TASK REQUIREMENTS |
Pick out each line in the listing below that contains the word "leaves", and copy those lines.
= = = = = = =
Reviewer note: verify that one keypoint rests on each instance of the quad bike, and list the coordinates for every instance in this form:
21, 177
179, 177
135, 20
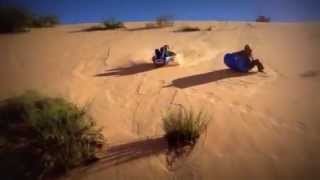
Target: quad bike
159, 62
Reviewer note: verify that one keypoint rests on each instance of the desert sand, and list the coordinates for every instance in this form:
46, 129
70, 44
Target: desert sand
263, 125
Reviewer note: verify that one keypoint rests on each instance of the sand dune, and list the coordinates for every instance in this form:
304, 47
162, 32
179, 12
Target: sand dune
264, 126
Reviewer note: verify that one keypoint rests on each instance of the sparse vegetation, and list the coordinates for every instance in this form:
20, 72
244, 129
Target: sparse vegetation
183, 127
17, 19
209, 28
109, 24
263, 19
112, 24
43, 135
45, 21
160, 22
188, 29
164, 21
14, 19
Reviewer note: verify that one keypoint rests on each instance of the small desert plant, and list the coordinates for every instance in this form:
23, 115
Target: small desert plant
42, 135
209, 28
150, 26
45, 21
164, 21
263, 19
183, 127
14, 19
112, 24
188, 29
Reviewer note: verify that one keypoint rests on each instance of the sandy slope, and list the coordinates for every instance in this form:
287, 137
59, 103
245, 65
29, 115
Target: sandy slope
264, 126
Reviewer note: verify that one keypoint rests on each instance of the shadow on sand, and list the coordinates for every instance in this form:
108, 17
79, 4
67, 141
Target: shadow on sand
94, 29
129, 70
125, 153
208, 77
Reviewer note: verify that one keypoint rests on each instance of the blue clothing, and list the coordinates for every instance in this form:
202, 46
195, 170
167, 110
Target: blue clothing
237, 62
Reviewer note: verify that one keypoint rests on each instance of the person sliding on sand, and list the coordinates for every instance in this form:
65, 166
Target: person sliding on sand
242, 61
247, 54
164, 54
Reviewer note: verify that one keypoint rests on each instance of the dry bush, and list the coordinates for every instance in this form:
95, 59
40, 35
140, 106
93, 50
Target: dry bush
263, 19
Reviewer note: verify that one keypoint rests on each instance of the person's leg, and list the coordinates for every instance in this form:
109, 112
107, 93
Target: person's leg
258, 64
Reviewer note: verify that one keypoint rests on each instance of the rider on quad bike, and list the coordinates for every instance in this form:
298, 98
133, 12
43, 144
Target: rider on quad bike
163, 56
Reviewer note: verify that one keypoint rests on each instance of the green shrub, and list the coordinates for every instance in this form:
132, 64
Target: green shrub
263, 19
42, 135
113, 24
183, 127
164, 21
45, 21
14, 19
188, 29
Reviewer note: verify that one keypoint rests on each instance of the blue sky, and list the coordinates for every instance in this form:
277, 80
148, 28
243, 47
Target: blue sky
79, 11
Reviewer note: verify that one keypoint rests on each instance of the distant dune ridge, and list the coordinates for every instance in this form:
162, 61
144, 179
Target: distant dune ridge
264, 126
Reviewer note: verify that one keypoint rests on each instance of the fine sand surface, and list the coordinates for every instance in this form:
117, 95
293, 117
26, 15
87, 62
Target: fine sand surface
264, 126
= = = = = = =
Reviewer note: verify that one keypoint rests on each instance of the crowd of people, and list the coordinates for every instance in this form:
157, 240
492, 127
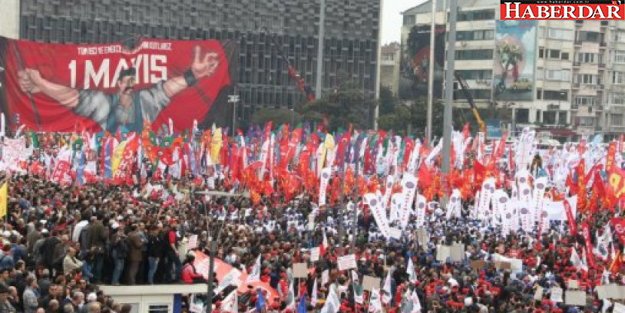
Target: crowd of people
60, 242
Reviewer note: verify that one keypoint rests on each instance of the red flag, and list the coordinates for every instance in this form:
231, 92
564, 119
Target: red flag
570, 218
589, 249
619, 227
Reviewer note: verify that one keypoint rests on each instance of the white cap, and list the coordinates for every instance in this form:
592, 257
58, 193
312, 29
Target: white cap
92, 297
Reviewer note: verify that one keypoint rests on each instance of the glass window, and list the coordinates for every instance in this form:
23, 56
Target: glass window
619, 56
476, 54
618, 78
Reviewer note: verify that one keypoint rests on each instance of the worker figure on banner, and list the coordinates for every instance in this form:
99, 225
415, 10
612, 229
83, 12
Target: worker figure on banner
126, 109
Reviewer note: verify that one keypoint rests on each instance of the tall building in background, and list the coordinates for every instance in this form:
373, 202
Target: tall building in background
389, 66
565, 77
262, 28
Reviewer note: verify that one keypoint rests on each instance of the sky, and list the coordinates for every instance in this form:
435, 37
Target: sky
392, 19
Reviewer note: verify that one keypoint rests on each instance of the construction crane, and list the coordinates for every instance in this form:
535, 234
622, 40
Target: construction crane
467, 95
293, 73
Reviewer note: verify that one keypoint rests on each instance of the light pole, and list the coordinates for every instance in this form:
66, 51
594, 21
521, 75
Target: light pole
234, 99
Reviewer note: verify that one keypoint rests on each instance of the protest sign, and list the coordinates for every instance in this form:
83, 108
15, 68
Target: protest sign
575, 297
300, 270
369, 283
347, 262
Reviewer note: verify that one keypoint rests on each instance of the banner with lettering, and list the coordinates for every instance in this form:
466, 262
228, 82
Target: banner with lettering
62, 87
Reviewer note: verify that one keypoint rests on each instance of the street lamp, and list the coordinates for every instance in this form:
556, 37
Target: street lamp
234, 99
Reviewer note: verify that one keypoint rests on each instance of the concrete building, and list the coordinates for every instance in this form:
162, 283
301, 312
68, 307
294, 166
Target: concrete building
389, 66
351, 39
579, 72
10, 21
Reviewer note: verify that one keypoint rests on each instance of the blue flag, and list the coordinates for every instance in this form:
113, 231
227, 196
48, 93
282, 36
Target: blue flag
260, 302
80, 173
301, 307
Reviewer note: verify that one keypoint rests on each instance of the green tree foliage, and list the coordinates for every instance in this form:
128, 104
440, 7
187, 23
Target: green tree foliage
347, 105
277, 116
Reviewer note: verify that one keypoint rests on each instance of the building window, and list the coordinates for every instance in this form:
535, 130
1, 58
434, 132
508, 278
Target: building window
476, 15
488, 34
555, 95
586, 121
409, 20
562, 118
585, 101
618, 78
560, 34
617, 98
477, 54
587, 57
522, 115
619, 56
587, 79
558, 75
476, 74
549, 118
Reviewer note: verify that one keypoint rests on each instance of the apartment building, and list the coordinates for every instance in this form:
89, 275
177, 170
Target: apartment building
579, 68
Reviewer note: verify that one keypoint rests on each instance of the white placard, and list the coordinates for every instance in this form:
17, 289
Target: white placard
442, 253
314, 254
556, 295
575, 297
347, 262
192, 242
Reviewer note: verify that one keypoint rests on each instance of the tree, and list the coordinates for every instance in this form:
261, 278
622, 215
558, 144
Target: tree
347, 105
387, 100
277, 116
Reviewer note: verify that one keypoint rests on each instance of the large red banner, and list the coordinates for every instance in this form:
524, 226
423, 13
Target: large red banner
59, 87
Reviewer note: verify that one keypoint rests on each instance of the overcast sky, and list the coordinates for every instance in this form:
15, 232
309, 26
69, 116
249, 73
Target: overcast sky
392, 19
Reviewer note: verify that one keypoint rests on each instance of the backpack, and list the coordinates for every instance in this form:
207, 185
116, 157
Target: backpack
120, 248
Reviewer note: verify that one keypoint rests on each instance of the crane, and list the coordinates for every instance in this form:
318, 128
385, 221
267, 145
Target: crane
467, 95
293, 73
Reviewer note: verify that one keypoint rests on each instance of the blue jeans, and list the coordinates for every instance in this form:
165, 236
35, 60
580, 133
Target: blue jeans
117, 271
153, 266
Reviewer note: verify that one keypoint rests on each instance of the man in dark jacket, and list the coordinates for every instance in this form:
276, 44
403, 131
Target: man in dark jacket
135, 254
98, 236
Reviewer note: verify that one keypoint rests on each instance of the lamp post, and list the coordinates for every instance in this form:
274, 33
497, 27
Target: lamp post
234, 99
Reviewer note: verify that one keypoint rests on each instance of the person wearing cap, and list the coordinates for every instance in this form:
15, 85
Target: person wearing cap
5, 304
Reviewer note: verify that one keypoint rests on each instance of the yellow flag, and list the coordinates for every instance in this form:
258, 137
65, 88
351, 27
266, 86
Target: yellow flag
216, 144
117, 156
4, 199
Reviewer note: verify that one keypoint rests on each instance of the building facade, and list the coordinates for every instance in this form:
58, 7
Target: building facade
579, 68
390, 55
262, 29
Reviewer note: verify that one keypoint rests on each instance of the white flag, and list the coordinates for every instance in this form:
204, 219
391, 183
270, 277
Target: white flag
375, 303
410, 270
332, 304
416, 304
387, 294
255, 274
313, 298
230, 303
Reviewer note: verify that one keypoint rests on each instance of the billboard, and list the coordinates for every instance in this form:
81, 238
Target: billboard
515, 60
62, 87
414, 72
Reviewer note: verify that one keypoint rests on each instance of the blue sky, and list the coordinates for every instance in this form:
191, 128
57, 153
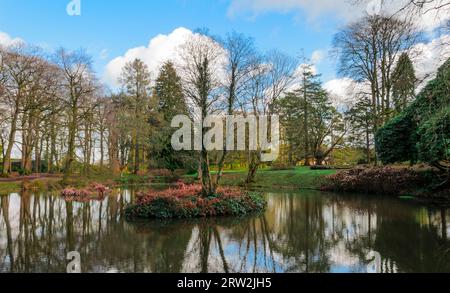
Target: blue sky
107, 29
= = = = = = =
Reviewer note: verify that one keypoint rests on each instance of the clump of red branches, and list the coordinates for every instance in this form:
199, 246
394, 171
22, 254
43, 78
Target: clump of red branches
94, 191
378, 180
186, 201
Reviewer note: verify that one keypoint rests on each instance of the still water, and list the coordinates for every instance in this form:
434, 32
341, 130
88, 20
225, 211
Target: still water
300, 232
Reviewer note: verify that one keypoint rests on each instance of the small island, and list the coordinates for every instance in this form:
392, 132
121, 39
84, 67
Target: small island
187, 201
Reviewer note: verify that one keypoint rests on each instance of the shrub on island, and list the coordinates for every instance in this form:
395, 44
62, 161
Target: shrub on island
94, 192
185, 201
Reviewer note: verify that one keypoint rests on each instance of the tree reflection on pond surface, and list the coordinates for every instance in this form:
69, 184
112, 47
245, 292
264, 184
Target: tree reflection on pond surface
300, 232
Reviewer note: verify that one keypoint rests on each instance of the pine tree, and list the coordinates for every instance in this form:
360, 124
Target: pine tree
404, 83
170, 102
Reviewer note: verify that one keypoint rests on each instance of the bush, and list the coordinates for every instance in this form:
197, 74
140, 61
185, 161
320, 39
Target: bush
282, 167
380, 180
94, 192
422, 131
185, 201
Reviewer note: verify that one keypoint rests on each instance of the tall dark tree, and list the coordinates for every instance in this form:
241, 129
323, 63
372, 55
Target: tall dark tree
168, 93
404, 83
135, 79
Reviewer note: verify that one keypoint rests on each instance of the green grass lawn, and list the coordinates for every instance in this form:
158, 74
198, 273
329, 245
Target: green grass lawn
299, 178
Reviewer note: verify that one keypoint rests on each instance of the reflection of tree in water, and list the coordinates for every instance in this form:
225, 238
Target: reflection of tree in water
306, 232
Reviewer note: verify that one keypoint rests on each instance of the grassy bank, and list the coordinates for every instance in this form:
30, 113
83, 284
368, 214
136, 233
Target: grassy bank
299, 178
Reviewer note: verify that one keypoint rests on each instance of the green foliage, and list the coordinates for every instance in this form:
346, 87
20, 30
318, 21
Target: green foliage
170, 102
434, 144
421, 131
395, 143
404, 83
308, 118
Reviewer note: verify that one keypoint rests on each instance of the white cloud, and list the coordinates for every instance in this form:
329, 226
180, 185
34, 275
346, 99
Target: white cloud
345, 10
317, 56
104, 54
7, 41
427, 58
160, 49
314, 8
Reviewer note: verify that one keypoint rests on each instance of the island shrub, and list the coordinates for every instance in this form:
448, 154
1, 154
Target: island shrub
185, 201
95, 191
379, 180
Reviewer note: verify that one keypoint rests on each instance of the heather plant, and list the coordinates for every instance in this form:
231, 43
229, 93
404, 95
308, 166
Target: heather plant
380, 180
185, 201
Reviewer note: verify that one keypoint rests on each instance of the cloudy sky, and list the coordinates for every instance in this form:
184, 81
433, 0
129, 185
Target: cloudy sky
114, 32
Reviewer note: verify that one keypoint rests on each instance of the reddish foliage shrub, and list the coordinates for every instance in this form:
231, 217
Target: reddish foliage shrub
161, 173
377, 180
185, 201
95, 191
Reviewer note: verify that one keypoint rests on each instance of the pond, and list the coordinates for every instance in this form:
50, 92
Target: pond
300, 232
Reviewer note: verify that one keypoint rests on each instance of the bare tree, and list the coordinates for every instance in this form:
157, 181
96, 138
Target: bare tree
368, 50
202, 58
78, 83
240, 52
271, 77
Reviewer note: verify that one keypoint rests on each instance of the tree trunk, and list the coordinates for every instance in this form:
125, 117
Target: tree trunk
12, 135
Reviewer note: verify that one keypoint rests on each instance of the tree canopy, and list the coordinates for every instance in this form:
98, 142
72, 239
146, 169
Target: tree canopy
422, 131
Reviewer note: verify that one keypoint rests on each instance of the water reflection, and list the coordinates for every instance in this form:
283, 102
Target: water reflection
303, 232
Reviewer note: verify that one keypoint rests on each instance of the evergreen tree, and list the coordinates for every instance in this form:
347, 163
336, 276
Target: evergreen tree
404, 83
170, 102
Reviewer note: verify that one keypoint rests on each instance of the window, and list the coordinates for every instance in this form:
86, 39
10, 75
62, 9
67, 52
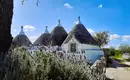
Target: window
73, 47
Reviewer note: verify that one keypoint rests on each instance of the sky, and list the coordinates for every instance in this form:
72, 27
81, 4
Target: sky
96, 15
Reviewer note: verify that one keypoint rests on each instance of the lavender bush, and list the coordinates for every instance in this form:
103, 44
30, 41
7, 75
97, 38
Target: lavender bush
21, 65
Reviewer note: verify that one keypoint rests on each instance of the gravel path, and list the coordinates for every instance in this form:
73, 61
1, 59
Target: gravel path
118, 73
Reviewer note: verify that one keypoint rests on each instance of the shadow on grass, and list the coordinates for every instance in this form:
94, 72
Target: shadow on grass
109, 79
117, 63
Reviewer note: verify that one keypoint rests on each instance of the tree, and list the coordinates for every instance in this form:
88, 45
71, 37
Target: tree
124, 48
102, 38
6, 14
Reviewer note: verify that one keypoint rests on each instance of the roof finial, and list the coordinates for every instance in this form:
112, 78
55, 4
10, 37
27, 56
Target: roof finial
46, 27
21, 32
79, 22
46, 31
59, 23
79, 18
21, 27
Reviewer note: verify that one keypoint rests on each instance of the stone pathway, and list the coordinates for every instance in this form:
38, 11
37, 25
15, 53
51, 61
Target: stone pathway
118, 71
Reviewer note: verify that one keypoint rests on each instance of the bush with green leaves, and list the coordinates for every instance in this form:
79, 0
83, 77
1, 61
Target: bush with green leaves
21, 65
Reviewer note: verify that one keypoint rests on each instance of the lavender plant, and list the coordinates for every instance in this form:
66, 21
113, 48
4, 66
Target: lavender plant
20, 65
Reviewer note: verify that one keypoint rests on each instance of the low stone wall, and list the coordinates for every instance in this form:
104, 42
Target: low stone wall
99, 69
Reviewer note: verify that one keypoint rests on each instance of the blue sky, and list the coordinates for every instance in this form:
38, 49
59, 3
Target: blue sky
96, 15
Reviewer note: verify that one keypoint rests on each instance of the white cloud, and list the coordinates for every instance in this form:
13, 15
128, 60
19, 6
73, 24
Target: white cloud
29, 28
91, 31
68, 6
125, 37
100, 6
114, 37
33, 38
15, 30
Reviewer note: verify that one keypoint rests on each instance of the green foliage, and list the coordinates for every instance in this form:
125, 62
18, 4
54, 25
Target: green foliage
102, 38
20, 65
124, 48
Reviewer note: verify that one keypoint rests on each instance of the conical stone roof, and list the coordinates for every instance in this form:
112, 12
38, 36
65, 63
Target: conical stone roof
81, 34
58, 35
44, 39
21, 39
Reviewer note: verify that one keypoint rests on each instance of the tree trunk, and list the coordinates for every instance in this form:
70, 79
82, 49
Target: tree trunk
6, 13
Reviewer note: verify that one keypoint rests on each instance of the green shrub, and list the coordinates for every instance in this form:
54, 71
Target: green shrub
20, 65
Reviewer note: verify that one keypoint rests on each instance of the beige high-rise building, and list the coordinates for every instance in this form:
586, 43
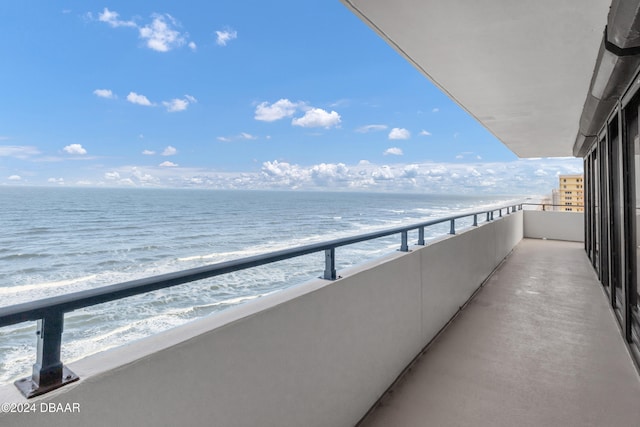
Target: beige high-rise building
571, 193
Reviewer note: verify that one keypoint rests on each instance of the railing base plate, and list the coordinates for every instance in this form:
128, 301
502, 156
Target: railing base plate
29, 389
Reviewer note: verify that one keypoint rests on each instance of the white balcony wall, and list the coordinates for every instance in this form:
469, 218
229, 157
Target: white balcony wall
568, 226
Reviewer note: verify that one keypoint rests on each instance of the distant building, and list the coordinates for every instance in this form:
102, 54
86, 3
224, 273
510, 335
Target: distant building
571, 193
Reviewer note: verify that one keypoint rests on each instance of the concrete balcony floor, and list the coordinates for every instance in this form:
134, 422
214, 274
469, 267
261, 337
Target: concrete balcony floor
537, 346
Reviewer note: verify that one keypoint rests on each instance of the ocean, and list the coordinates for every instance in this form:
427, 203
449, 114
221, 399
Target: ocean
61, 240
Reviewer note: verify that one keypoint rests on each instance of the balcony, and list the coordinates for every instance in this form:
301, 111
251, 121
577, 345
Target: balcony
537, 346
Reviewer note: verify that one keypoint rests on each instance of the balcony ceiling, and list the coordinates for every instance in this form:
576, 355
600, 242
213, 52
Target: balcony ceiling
= = = = = = =
RESULT OF THE EXERCISE |
Reviewer note: verify that one keypoint rests on each instance of the bush with green leaves, and list the coordinates for every instance in this form:
Target: bush with green leaves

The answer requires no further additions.